Data excerpted from a collection:
>>>>>

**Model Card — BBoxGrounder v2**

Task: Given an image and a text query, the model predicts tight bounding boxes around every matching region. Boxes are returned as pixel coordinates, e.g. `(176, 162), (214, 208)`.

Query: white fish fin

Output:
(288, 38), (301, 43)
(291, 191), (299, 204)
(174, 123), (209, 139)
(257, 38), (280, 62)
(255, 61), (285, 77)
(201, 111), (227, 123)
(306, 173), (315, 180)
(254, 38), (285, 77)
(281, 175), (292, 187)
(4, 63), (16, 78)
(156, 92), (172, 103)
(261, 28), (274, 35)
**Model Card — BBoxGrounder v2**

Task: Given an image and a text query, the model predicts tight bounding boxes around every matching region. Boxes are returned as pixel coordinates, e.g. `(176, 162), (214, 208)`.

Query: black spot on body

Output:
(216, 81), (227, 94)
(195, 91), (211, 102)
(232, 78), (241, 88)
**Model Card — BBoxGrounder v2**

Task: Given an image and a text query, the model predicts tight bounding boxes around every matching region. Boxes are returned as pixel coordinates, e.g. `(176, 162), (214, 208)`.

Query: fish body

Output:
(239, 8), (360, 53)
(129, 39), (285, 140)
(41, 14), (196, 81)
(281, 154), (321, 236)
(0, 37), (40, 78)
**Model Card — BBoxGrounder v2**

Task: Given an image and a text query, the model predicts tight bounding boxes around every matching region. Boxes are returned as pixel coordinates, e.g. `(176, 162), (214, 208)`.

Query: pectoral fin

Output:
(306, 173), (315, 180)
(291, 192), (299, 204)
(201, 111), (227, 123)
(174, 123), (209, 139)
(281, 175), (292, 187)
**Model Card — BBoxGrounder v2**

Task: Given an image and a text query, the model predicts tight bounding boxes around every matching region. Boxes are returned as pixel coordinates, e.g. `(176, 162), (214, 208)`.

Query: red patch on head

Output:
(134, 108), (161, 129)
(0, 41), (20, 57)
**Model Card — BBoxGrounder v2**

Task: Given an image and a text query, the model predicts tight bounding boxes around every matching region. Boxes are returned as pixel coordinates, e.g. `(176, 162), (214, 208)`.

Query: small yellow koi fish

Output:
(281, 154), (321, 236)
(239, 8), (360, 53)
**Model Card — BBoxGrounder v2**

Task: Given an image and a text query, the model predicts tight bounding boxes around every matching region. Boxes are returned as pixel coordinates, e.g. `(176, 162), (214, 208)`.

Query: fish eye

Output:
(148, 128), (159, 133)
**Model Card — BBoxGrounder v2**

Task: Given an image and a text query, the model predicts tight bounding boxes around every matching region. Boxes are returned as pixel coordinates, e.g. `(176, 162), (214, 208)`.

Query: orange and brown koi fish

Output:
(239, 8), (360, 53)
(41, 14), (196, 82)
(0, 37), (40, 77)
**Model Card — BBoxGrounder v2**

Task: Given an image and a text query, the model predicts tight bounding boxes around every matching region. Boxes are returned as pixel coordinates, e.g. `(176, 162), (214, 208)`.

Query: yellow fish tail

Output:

<<<<<

> _Goal_
Reproduce the data above verbatim, line for line, from beginning to end.

> _Output_
**Model Card — BBoxGrounder v2**

Task: Given an image and a text query, the model predicts tight bounding boxes around every matching region. Boxes are returned as pixel coordinates, e.g. `(176, 162), (214, 208)`.

Query: white fish fin

Output:
(288, 38), (301, 43)
(291, 191), (299, 204)
(174, 123), (209, 139)
(257, 38), (280, 62)
(255, 61), (285, 77)
(201, 111), (227, 123)
(306, 173), (315, 180)
(254, 38), (285, 77)
(281, 175), (292, 187)
(4, 63), (16, 78)
(156, 92), (172, 103)
(261, 28), (274, 35)
**Model Card — BBoxGrounder v2**

Task: Given an image and a text query, the model predicts tight bounding boxes around every matching region. Boxes are returned as pixel coordinates, e.g. `(176, 162), (214, 208)`.

Query: black spot on body

Output:
(216, 81), (227, 94)
(195, 91), (211, 102)
(232, 78), (241, 88)
**Model Card — BBoxGrounder v2**

Task: Given an image and a text query, the model predicts tight bounding boxes around every matching region. Boxes are returned as pixel coordinates, e.g. `(176, 162), (214, 208)`.

Query: fish body

Output:
(239, 8), (360, 53)
(129, 39), (285, 140)
(41, 14), (196, 81)
(281, 154), (321, 236)
(0, 37), (40, 78)
**Model Card — BBoxGrounder v2**

Task: Given an image and a text query, the model predicts tight bounding boxes around every matching region. Boxes are returned as pixel coordinates, e.g. `(176, 162), (214, 208)`.

Query: pectoral fin

Output:
(306, 173), (315, 180)
(291, 192), (299, 204)
(201, 111), (227, 123)
(174, 123), (209, 139)
(281, 175), (292, 187)
**Model Card — BBoxGrounder v2**

Task: Given an image and a text query, the model predicts tight bounding boxes around every matching region. Boxes are returned as pixel coordinates, e.g. `(176, 162), (214, 208)`.

Query: red patch on head

Output:
(134, 108), (161, 129)
(0, 41), (20, 57)
**Model Card — BBoxGrounder v2**

Task: Given an image and a text query, the model predicts tight bounding boxes around every matching region. Boxes are returned as pixel coordinates, e.g. `(176, 162), (214, 208)`.

Query: small yellow koi fish

Output:
(281, 154), (321, 236)
(239, 8), (360, 53)
**Model Card — BBoxGrounder v2**

Task: Given an image and a text query, the model predicts tight bounding boxes around every matching region. Boxes are returned as pixel coordinates, e.g. `(176, 162), (214, 208)`.

Query: fish eye

Output:
(148, 128), (159, 133)
**Model Card — BBoxGrounder v2**

Task: Given an image and a text query, the model predicts tight bounding boxes around every matching region. Boxes are returned as pixel coordinates, e.g. `(176, 162), (214, 208)`.

Query: orange and brown koi fish

Output:
(239, 8), (360, 53)
(41, 14), (196, 82)
(0, 37), (40, 77)
**Model Card — BBoxGrounder v2**

Task: Given an image and a text query, the model predicts tight bounding boxes around every matching region. Boxes are returned as pixel coordinates, e.g. `(176, 162), (214, 208)`.

Query: yellow fish tail

Output:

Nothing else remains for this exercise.